──────── Supplied information

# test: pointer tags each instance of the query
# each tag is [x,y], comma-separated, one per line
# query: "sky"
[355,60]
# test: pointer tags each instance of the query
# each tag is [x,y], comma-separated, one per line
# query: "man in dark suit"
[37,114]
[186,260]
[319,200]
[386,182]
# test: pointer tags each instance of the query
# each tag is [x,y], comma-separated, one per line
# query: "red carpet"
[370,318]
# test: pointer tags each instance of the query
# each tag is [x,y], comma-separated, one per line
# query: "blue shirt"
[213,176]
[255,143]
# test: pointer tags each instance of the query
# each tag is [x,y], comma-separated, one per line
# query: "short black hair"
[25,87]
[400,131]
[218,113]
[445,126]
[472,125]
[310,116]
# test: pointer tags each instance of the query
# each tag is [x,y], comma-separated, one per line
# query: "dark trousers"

────────────────
──────── Supplied information

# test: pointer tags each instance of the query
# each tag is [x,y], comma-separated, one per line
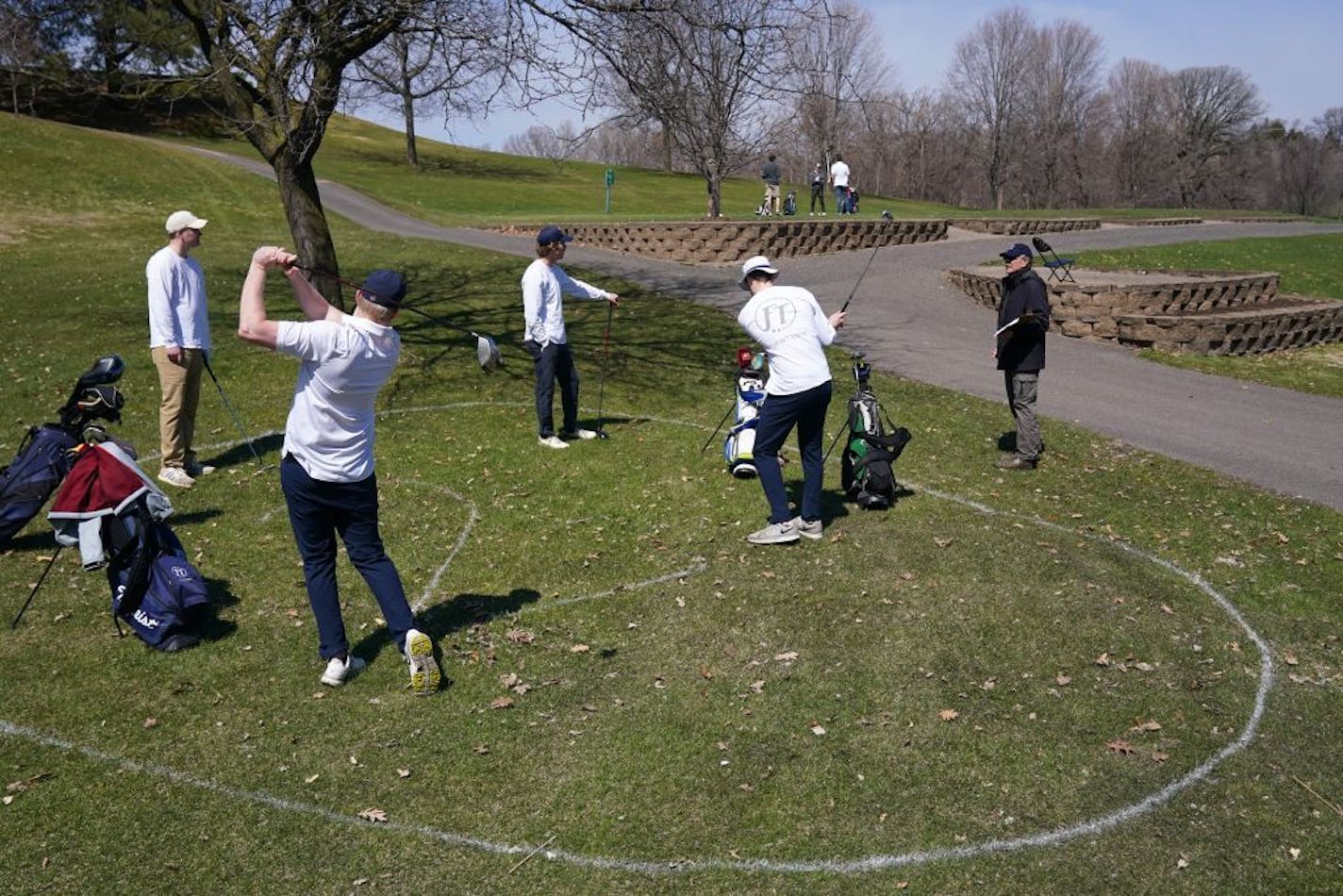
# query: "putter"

────────────────

### Aim of the task
Count the lines in the items above that contain the word "dark". Reply with the number alone.

### Task result
2